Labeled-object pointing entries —

* Begin *

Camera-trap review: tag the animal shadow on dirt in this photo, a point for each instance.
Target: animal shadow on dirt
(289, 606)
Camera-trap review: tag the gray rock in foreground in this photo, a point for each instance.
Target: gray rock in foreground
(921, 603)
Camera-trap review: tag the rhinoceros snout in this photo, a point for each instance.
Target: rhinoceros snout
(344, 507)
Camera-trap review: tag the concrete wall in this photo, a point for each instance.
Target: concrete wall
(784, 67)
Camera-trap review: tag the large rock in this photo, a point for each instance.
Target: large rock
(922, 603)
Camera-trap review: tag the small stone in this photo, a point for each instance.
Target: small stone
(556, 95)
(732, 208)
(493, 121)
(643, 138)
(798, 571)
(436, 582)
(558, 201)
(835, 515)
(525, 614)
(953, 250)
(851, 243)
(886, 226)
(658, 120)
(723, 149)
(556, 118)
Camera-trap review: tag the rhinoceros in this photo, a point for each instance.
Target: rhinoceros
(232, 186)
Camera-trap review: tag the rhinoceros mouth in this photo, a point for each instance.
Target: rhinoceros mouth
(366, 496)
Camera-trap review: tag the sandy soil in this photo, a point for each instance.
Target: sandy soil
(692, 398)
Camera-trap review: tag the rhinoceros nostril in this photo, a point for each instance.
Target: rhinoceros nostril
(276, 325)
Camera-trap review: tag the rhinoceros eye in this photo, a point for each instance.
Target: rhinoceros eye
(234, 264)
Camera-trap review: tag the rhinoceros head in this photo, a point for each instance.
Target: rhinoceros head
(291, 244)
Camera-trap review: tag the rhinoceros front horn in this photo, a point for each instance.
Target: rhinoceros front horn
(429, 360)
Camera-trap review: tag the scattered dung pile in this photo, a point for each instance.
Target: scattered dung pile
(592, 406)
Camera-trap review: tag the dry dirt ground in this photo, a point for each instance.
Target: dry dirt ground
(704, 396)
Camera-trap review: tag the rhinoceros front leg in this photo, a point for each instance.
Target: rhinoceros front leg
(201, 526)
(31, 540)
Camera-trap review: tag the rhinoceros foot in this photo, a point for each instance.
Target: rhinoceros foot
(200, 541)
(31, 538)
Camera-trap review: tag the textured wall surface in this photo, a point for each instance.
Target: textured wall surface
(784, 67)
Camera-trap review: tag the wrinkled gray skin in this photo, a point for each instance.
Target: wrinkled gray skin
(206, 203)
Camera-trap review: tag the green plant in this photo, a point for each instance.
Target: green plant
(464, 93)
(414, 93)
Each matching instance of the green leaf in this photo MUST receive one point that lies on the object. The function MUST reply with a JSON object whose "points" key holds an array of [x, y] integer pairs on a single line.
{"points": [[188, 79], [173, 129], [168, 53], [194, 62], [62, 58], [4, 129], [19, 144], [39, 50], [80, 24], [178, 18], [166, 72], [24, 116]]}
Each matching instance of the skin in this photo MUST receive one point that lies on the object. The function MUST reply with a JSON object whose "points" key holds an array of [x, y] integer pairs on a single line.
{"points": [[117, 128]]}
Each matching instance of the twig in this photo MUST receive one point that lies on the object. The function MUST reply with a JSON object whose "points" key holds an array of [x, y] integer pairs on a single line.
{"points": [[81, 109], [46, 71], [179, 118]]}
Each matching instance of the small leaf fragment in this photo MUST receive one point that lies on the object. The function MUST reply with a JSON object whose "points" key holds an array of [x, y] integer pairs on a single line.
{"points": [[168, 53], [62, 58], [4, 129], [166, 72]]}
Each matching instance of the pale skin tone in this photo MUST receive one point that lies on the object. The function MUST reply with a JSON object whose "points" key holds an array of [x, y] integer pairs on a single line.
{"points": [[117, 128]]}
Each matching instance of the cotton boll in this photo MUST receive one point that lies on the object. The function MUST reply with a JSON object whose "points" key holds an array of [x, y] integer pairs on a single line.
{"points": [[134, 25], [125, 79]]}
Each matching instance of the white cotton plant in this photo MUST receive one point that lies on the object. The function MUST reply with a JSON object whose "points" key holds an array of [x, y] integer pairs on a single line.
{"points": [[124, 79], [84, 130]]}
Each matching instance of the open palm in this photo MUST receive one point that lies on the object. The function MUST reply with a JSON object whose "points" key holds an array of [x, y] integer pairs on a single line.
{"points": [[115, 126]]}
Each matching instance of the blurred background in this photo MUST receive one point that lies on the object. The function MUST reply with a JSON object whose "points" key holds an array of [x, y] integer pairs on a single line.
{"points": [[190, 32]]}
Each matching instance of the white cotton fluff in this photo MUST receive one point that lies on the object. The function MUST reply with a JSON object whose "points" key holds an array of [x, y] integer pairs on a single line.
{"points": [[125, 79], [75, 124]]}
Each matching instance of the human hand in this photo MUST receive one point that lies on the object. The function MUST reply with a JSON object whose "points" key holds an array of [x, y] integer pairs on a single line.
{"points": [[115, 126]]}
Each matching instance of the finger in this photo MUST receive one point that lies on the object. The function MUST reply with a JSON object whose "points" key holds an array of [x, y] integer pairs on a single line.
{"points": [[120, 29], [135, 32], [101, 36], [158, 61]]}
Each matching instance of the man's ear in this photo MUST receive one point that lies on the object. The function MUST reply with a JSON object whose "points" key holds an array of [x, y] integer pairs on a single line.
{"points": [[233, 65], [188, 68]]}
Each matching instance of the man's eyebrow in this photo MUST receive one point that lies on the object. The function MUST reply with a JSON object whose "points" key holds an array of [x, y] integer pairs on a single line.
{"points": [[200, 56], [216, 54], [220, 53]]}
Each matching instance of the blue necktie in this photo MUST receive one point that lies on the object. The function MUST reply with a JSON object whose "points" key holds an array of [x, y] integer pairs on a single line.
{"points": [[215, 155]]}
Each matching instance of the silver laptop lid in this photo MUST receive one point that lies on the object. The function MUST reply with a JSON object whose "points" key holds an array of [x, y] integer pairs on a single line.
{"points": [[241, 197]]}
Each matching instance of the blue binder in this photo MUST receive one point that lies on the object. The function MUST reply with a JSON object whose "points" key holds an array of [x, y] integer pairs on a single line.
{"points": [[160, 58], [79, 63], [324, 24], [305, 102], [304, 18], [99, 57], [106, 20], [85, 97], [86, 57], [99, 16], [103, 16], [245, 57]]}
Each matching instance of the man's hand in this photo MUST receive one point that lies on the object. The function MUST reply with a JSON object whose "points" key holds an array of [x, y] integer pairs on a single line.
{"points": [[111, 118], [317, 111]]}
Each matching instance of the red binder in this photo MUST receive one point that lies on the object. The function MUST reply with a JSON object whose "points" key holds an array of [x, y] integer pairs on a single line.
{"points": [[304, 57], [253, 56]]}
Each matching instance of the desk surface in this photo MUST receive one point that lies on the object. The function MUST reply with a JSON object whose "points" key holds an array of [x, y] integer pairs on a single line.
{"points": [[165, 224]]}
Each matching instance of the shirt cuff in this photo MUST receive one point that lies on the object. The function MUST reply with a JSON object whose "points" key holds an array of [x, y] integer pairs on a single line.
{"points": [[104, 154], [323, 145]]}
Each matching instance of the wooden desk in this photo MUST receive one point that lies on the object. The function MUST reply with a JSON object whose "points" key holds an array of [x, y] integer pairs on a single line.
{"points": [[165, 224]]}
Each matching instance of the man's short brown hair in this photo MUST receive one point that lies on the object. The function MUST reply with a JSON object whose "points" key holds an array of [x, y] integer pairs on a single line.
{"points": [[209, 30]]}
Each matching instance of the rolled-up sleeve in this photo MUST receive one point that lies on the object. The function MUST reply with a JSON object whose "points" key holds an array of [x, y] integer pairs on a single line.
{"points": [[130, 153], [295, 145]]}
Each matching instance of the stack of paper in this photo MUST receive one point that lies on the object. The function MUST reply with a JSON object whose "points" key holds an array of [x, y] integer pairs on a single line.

* End *

Return exactly, and only, the line containing "Each matching instance of the man's short" and every line after it through the end of the material.

COMPLETED EXERCISE —
Each matching instance of the man's short brown hair in this photo MUST receive one point that lies on the object. The function MUST reply with a JSON object whose "points" key holds an array of [x, y] integer pairs on a single line.
{"points": [[209, 30]]}
Each matching instance of the rolled-up sleeve in this photo MUST receive one point that lies on the object. The function MUST reply with a JSON object whose "points" key holds an array of [x, y] integer pairs on a single line.
{"points": [[130, 153], [295, 145]]}
Each matching instance of the stack of paper in this photo MUST receive one point that lies on the object. The function MUST reply with a JSON object whose "points" key holds an array of [x, y] integer pairs on a single line.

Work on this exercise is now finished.